*ESTRATTO DEL DOCUMENTO*:
La disposizione, nel riprodurre il contenuto dell’articolo 1 del D.P.R. 3 giugno 1998, n. 252 «Regolamento recante norme per la semplificazione dei procedimenti relativi al rilascio delle comunicazioni ed informazioni antimafia», inserisce anche il riferimento alla stazione unica appaltante. Viene così ulteriormente rilanciata l’importanza della promozione di questo istituto al fine di ottimizzare l’acquisizione da parte delle pubbliche amministrazioni di lavori, servizi e forniture e garantire, al contempo, una maggiore trasparenza nella gestione degli appalti pubblici, anche in adesione all’articolo 13 della legge 13 agosto 2010, n. 136.
Inoltre, tra i soggetti pubblici tenuti a richiedere la documentazione antimafia vengono inseriti anche i contraenti generali di cui all’art. 176 del decreto legislativo 12 aprile 2006, n. 163, in quanto la realizzazione delle infrastrutture strategiche e degli insediamenti produttivi, in deroga alla previsione generale dell’art. 53 del Codice, può essere realizzata anche con affidamento unitario a contraente generale (art. 173 del d. l.vo. n. 163/2006).
Il comma 3 definisce i casi in cui la documentazione antimafia non è richiesta, riproducendo le disposizioni contenute nel D.P.R. 252 citato e fissa in euro 150.000 il valore economico al di sotto del quale essa non è richiesta.

*CONSEGNA*:
Traduci in inglese questa frase dell'estratto sulla documentazione antimafia: «Il comma 3 definisce i casi in cui la documentazione antimafia non è richiesta, riproducendo le disposizioni contenute nel D.P.R. 252 citato e fissa in euro 150.000 il valore economico al di sotto del quale essa non è richiesta.» L'elenco non serve per svolgere l'esercizio.

*DATI DISPONIBILI*:
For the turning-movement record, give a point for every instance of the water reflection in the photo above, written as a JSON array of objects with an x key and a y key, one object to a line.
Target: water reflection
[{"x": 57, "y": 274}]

*RISPOSTA*:
Paragraph 3 defines the cases in which antimafia documentation is not required, reproducing the provisions contained in the aforementioned D.P.R. 252, and sets at 150,000 euros the economic value below which it is not required.